#### [Exercise aim]
State the number of lines in the items below that contain the string "wall". Give only the number.

#### [Listed entries]
● ● ● ● ● ● ●
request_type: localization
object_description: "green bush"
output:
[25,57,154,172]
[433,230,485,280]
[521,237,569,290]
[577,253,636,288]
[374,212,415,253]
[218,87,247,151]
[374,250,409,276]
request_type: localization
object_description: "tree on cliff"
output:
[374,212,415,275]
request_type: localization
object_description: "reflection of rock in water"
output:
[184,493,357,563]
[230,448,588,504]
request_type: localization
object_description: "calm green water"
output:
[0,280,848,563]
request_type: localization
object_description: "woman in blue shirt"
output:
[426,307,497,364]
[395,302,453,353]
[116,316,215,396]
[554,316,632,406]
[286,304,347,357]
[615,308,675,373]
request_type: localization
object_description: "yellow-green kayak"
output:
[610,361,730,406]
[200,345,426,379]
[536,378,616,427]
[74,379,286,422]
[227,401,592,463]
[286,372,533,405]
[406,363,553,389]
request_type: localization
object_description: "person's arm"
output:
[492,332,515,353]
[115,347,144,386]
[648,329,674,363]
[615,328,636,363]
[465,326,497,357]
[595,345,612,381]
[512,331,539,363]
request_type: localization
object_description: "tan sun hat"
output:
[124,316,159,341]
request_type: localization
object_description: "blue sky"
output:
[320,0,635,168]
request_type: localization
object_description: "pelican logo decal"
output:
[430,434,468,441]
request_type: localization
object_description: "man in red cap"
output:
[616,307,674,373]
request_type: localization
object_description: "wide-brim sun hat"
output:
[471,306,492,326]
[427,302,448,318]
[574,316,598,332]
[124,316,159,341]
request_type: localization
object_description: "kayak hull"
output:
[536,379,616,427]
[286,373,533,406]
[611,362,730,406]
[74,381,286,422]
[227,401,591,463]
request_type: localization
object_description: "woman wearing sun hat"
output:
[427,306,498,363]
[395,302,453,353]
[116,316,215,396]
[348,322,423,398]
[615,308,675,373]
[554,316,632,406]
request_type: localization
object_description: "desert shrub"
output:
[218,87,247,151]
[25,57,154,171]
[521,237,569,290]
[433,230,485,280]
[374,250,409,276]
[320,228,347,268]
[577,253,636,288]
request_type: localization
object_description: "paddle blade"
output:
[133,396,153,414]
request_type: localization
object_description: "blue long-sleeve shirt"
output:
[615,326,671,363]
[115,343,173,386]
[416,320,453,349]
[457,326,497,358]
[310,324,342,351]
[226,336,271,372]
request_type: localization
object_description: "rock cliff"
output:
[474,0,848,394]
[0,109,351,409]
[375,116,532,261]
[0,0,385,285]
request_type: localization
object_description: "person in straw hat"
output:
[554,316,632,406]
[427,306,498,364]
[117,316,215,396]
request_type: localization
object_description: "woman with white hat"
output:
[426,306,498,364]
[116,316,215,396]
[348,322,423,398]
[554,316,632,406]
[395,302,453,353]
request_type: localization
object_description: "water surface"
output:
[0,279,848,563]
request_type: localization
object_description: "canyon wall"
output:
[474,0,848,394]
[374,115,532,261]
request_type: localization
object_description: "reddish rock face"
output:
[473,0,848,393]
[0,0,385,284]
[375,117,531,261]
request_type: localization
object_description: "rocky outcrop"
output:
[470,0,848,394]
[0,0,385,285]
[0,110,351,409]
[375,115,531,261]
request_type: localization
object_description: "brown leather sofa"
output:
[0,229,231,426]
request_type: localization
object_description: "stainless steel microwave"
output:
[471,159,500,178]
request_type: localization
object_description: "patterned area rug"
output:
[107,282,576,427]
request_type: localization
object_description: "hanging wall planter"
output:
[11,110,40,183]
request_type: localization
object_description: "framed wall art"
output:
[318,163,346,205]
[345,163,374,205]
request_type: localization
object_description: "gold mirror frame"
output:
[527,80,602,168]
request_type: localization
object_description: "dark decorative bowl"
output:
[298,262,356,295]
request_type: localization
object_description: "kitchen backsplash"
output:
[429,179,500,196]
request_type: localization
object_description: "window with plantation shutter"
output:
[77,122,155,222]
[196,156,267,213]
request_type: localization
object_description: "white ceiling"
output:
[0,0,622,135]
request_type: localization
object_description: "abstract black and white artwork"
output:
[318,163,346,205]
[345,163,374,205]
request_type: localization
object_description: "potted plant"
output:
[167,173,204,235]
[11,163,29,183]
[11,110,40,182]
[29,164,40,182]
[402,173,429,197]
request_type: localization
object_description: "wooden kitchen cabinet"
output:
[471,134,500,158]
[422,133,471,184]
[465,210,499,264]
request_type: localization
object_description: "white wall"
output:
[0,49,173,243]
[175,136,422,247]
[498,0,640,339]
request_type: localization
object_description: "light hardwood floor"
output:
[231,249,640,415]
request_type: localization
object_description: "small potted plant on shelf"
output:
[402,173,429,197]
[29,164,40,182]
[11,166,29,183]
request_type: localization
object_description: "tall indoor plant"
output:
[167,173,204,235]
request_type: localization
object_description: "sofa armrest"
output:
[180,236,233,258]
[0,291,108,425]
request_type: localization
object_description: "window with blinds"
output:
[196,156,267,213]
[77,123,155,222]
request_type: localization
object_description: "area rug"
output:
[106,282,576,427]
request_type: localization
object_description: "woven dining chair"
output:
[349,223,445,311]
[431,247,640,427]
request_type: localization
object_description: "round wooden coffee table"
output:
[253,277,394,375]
● ● ● ● ● ● ●
#### [Solution to this task]
4